Retired detective Gerry O’Carroll rejects claims of murderer Noel Long

Long (74) claimed he was beaten and head put in jar he was told contained body parts during Garda questioning after 1981 murder of Nora Sheehan

Former garda Gerry O'Carroll after giving evidence in the trial of Noel Long. Photograph: Collins Courts
Former garda Gerry O'Carroll after giving evidence in the trial of Noel Long. Photograph: Collins Courts

Retired detective inspector Gerry O’Carroll has dismissed allegations by convicted killer Noel Long that he was beaten during Garda questioning and his head forced into a large jar he was told contained body parts.

Long (74), Maulbawn, Passage West, Co Cork, was on Friday convicted of murdering Nora Sheehan (54) between June 6th and June 12th, 1981. Her body was found by forestry workers at the Viewing Point, Shippool Woods in Cork six days after she went missing. The 42-year period between the killing and conviction is the longest in the history of the State in a murder case and for any Garda cold case review.
== == ==
ACTIVITY LIST =>
**A.** Answer these about the article on the Nora Sheehan murder case:
(i) How old is Noel Long?
(ii) Who found Nora Sheehan's body?
(iii) What rank did Gerry O'Carroll hold before he retired?
**B.** Copy the article word for word, from "Long (74) claimed" up to and including "contained body parts.".
The items that come after the article are separate material.

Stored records
== == ==
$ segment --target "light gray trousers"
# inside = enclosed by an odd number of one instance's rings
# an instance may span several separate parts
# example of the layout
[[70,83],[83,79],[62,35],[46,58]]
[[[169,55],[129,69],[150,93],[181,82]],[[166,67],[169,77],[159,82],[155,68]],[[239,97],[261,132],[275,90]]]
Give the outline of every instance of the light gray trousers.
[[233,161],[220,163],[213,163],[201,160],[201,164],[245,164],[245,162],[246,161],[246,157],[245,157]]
== == ==
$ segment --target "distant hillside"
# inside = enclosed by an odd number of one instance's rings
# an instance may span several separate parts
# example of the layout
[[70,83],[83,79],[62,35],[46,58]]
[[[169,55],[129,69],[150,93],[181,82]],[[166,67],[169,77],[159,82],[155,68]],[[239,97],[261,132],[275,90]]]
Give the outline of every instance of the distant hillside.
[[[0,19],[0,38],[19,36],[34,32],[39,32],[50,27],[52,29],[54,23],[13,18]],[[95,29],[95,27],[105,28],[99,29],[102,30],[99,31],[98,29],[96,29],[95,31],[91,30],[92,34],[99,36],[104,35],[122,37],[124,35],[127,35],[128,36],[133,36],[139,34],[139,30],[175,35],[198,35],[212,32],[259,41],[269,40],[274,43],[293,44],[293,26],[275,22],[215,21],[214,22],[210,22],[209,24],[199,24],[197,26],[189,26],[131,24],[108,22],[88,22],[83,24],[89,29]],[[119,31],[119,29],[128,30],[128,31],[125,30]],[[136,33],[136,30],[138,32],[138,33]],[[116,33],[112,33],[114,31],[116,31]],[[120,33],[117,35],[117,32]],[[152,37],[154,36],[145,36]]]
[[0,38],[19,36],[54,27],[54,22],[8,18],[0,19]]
== == ==
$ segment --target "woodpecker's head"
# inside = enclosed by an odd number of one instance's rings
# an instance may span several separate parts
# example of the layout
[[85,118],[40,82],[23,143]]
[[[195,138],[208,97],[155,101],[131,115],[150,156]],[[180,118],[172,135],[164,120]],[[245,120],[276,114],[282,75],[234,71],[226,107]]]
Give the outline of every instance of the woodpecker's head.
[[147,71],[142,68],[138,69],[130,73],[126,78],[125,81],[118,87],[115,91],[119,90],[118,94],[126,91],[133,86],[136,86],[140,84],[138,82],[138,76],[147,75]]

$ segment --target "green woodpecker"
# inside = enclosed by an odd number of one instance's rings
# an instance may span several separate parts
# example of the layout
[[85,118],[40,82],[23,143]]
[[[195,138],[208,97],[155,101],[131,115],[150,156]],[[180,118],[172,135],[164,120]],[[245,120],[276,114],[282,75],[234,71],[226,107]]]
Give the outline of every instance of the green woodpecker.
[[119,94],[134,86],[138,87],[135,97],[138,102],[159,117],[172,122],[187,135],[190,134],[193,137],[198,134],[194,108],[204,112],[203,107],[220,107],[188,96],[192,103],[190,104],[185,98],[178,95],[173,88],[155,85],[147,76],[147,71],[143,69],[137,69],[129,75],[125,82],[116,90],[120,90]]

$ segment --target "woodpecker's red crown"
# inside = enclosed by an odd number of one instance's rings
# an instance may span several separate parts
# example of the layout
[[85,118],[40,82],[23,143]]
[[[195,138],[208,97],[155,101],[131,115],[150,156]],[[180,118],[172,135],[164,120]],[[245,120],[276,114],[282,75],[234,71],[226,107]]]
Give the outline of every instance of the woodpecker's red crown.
== == ==
EXERCISE RESULTS =>
**A.**
(i) 74
(ii) Forestry workers
(iii) Detective inspector

**B.**
Long (74) claimed he was beaten and head put in jar he was told contained body parts during Garda questioning after 1981 murder of Nora Sheehan

Former garda Gerry O'Carroll after giving evidence in the trial of Noel Long. Photograph: Collins Courts
Former garda Gerry O'Carroll after giving evidence in the trial of Noel Long. Photograph: Collins Courts

Retired detective inspector Gerry O’Carroll has dismissed allegations by convicted killer Noel Long that he was beaten during Garda questioning and his head forced into a large jar he was told contained body parts.